→ Work required
Rewrite the records below, replacing "source frame" with "input frame" wherever it occurs and leaving everything else unchanged.

* start Material for the task *

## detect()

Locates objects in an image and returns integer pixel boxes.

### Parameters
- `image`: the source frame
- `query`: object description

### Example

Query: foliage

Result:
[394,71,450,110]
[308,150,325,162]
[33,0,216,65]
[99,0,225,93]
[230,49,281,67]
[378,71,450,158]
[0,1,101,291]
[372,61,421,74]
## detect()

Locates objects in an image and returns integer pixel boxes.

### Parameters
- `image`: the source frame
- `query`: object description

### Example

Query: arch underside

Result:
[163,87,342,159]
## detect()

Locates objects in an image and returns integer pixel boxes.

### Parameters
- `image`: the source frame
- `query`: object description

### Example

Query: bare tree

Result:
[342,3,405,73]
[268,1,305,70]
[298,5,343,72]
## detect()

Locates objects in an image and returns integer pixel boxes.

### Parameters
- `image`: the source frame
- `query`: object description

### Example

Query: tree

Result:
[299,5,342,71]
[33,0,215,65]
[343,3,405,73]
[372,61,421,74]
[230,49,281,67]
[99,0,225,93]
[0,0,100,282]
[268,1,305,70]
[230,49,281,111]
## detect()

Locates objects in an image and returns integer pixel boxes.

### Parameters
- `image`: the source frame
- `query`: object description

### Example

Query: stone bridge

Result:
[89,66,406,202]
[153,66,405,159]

* end Material for the task *

→ Exercise output
## detect()

Locates objects in an image and returns integer pixel boxes.

### Parameters
- `image`: the input frame
- `query`: object description

### Example

Query: foliage

Result:
[394,71,450,110]
[308,150,325,162]
[33,0,216,65]
[99,0,225,93]
[230,49,281,67]
[378,71,450,158]
[0,1,101,291]
[372,61,421,74]
## detect()

Locates objects in an image and returns integer pixel boxes.

### Parameters
- `image`: the input frame
- `query`: object description

### Example

Query: arch underside

Result:
[163,87,342,159]
## detect()

Locates objects in an image and returns integer pixel boxes.

### Parameters
- `image`: the input frame
- `query`: object description

### Example

Query: bare tree

Result:
[342,3,405,73]
[268,1,305,70]
[298,5,343,72]
## detect()

Locates objects in an image and returns integer pixel boxes.

### Parameters
- `image`: the input frame
- `query`: object description

### Example

Query: tree

Result:
[299,5,342,71]
[33,0,215,65]
[343,3,405,73]
[372,61,421,74]
[230,49,281,67]
[99,0,225,93]
[0,0,100,282]
[268,1,305,70]
[230,49,281,111]
## detect()

Locates objects in an image and returns integer pixel boxes.

### Parameters
- `image`: the input frame
- `query`: object description

### Example

Query: stone bridge

Result:
[89,66,406,202]
[153,66,405,159]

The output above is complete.